Document:
━━━━

A compliant mechanism is a flexible device that achieves force and motion transmission through elastic body deformation. A compliant mechanism gains its motion from the relative flexibility of its members rather than from rigid-body joints. The fact that a complaint mechanism uses the elasticity of the material to move makes it perfect for a linear static study. In a SOLIDWORKS Simulation linear static study, the results have to stay within the linear elastic range of the material or return to its original shape once all loading is stopped, making this the perfect domain for compliant mechanisms.
This article will take you through the simulation process used to validate a compliant mechanism. For this example, the pawl for a ratcheting gear system will elastically deform to release the gear as seen in the figure below. Normally, a pawl would have a spring or lock to keep it in place, but we are going to use the elasticity of the material instead.
Elastic deformation of pawl to release the gear.
The challenges in this design were having enough material at the compliant connection point to not induce yielding but not too much material that it was so stiff that an inhuman amount of force was required to move it.
The pawl is connected to the mechanism by a cylindrical extrusion as seen in the figure below. As the thumb button pressed the pawl will release, caused by the torsional displacement in the cylindrical extrusion.
Cylindrical extrusion of the pawls compliant connection point.
Will the Compliant Mechanism Yield If Pushed to Maximum Range of Motion?
The way that I approached this problem was to use a prescribed displacement to see how much force was needed to push the pawl into contact with the part, which would be its maximum allowable displacement. This would be a worst-case loading scenario and if the compliant mechanism can withstand this then normal operation will be fine.
Since I did not know how much force to apply but did know how far I wanted the pawl to displace, I used the prescribed displacement fixture. This will use a boundary condition to rotate the blue face approximately four degrees about the axis of the pink face, as seen in the image below. In order to prescribe a rotational displacement, I had to change from the cartesian coordinate system to a cylindrical coordinate system. This was done by choosing a cylindrical face as my reference direction, the pink selection box, in the figure below.
A prescribed displacement being applied to the compliant mechanism.
In the simulation, the perfect amount of force will be applied to displace the selected face the prescribed amount. That deformation will cause internal stresses and strains which will be compared to the material model. After a few more fixtures were added to keep the model restrained the study could be run.
This study was intended to test the range of motion of the compliant mechanism and determine the amount of force required to max it out. The failure criteria I used was the flexural strength because the material is not isotropic due to the printing process, and this is the strength data I have for the 3D printed material I am using to manufacture this part. The maximum allowable stress is going to be 65 MPa with an allowable strain of 15 percent. As we can see in these images, when the pawl is pushed to the maximum position the stress and strain are below the material limits.
Maximum strain on the compliant mechanism when pushed to the maximum position.
Maximum stress on the compliant mechanism when pushed to the maximum position.

━━━━

Stored rows:
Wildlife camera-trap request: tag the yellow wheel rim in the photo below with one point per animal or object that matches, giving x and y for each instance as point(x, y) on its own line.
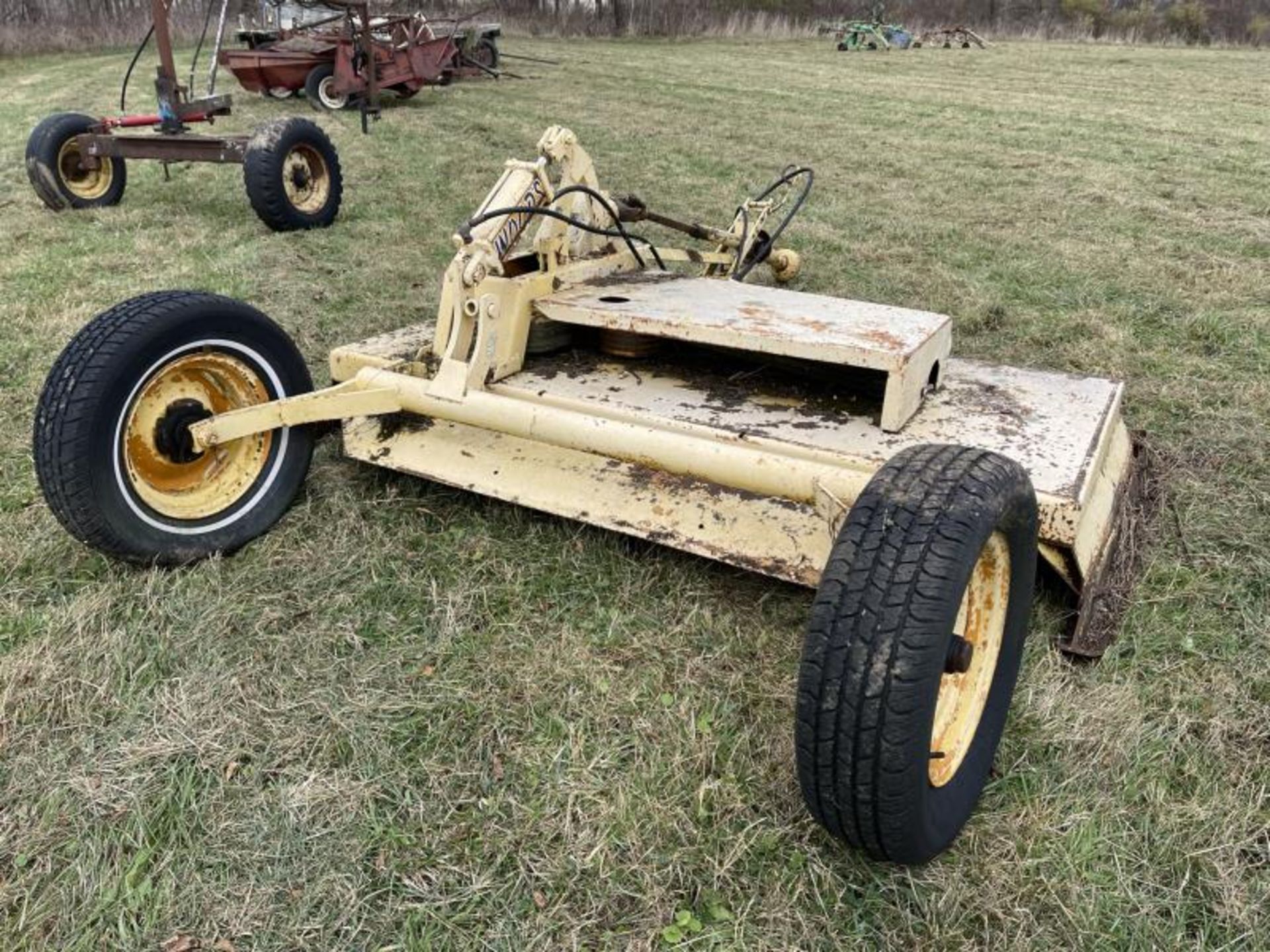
point(306, 179)
point(83, 183)
point(168, 476)
point(982, 622)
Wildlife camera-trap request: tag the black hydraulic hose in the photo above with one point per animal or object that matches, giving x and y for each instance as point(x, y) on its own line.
point(619, 233)
point(788, 177)
point(124, 89)
point(465, 231)
point(613, 214)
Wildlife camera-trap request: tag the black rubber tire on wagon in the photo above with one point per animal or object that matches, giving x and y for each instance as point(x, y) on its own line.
point(292, 175)
point(935, 524)
point(112, 447)
point(319, 91)
point(55, 173)
point(486, 54)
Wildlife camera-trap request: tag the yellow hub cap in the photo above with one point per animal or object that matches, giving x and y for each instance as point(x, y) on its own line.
point(83, 183)
point(171, 479)
point(982, 622)
point(306, 179)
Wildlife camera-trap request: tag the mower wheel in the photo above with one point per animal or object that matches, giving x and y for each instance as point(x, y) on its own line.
point(55, 171)
point(913, 648)
point(320, 89)
point(112, 444)
point(292, 175)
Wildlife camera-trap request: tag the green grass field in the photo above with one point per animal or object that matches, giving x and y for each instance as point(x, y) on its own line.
point(411, 717)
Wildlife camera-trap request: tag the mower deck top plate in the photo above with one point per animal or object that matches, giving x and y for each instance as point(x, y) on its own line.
point(1057, 426)
point(751, 317)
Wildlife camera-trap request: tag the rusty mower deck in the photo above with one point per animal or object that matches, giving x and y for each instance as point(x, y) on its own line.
point(643, 387)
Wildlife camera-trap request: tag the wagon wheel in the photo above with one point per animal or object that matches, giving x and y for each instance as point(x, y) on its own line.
point(484, 55)
point(292, 175)
point(113, 451)
point(321, 89)
point(56, 171)
point(913, 648)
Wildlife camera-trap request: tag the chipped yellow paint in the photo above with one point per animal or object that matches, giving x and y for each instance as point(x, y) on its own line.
point(216, 479)
point(87, 184)
point(982, 622)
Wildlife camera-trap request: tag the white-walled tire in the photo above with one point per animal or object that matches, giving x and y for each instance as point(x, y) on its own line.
point(111, 436)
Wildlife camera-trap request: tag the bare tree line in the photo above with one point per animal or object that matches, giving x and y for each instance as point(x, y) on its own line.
point(30, 24)
point(1189, 20)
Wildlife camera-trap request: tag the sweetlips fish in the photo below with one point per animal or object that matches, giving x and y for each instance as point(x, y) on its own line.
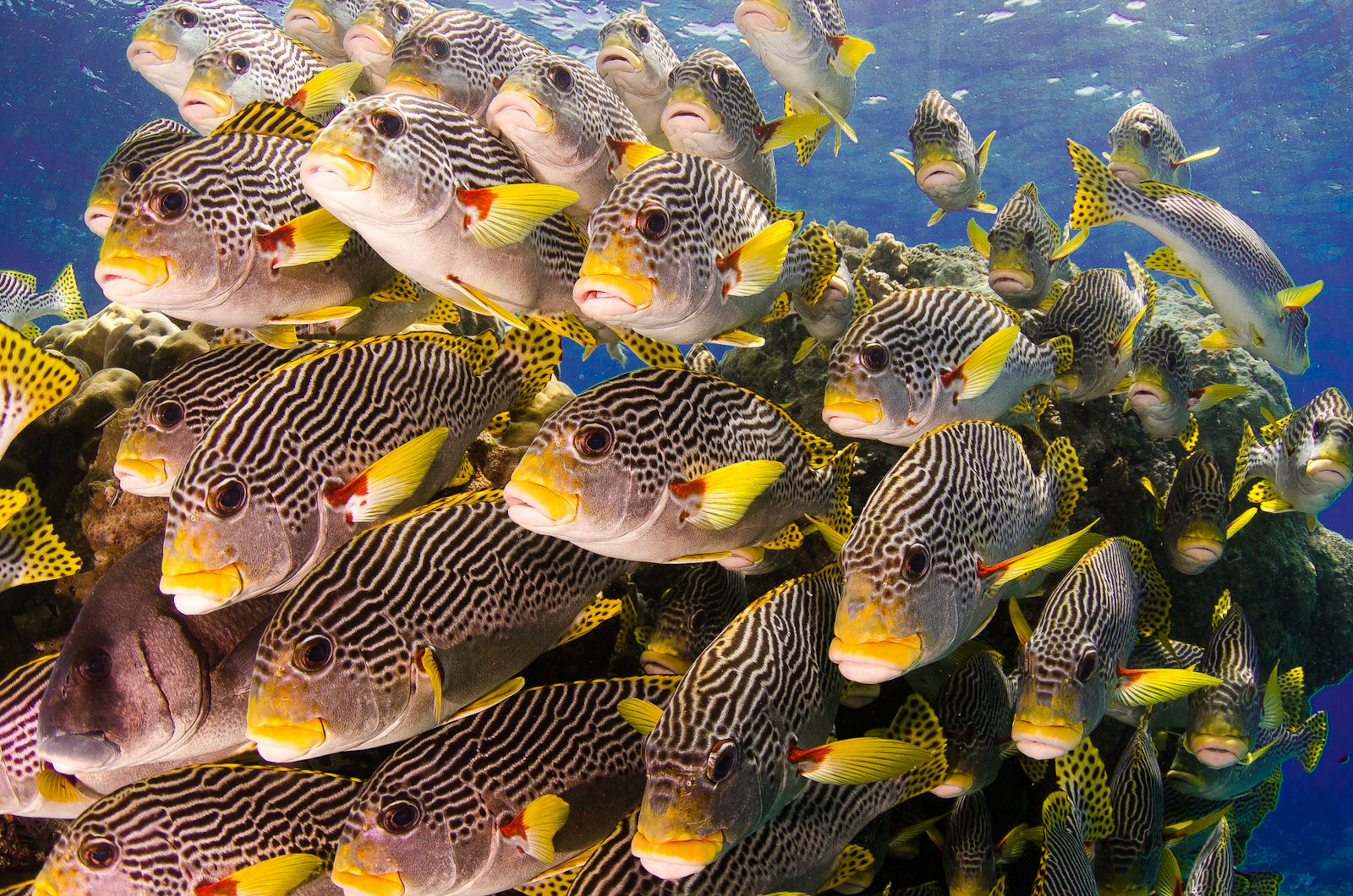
point(1305, 466)
point(647, 467)
point(685, 251)
point(470, 809)
point(945, 162)
point(171, 413)
point(635, 60)
point(1192, 515)
point(921, 359)
point(144, 148)
point(1144, 145)
point(370, 652)
point(1072, 666)
point(174, 34)
point(562, 120)
point(749, 727)
point(712, 112)
point(939, 541)
point(374, 34)
point(271, 491)
point(1160, 389)
point(233, 830)
point(1026, 251)
point(807, 51)
point(220, 232)
point(458, 57)
point(1102, 317)
point(1249, 287)
point(21, 302)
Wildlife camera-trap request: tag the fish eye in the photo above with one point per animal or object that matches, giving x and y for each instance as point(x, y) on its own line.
point(228, 499)
point(593, 442)
point(93, 666)
point(400, 818)
point(98, 854)
point(314, 653)
point(722, 761)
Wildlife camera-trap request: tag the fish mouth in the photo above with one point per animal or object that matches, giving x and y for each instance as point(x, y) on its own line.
point(876, 662)
point(126, 276)
point(673, 860)
point(1045, 742)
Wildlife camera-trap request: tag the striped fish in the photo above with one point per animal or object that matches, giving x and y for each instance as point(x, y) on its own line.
point(233, 830)
point(925, 358)
point(685, 251)
point(458, 57)
point(220, 232)
point(137, 683)
point(174, 34)
point(1205, 243)
point(749, 727)
point(409, 623)
point(946, 163)
point(562, 118)
point(1305, 466)
point(670, 466)
point(144, 148)
point(488, 804)
point(171, 413)
point(635, 60)
point(280, 480)
point(938, 542)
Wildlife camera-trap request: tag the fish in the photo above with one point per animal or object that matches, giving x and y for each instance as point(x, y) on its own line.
point(458, 57)
point(171, 37)
point(1102, 316)
point(636, 60)
point(1305, 465)
point(724, 758)
point(470, 810)
point(171, 413)
point(374, 34)
point(921, 359)
point(646, 467)
point(691, 615)
point(1261, 308)
point(804, 46)
point(144, 148)
point(562, 118)
point(1144, 145)
point(21, 304)
point(1160, 390)
point(270, 492)
point(405, 626)
point(1025, 250)
point(138, 684)
point(190, 243)
point(1072, 666)
point(233, 830)
point(1192, 515)
point(939, 541)
point(946, 163)
point(685, 251)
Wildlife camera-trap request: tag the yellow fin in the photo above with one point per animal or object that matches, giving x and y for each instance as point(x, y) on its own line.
point(722, 497)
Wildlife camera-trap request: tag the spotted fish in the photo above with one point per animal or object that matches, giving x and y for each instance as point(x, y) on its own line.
point(925, 358)
point(939, 541)
point(646, 467)
point(370, 652)
point(233, 830)
point(470, 810)
point(270, 491)
point(1249, 287)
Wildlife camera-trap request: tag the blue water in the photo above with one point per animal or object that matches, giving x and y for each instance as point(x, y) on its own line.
point(1269, 83)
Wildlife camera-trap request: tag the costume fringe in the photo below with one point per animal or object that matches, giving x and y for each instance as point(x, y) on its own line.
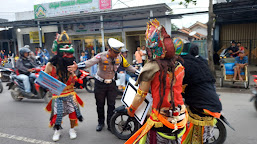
point(57, 127)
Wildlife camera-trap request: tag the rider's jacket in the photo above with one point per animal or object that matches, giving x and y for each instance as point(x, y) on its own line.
point(23, 64)
point(163, 120)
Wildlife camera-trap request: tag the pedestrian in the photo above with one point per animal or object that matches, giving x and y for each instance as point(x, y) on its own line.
point(94, 67)
point(240, 62)
point(144, 56)
point(240, 47)
point(37, 51)
point(138, 55)
point(105, 86)
point(2, 54)
point(200, 96)
point(67, 103)
point(121, 72)
point(83, 56)
point(233, 50)
point(163, 75)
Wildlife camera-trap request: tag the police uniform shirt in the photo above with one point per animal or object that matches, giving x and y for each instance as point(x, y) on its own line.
point(108, 66)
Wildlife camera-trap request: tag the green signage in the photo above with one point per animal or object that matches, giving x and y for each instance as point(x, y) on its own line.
point(69, 7)
point(55, 5)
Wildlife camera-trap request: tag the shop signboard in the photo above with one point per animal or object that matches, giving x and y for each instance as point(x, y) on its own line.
point(69, 7)
point(34, 37)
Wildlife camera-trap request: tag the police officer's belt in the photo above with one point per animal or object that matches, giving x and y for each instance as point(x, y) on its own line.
point(107, 81)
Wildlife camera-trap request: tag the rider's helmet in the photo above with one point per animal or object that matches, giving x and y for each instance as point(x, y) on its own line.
point(24, 50)
point(179, 45)
point(158, 41)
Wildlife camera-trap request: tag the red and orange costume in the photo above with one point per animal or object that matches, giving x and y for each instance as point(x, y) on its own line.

━━━━

Written instruction:
Answer these questions from the compliant mechanism article:
(a) By what part is the pawl connected to the mechanism?
(b) By approximately how many degrees does the boundary condition rotate the blue face?
(c) What maximum allowable stress is used for the material?
The records were drawn from a separate source.

Task result:
(a) A cylindrical extrusion.
(b) Approximately four degrees.
(c) 65 MPa.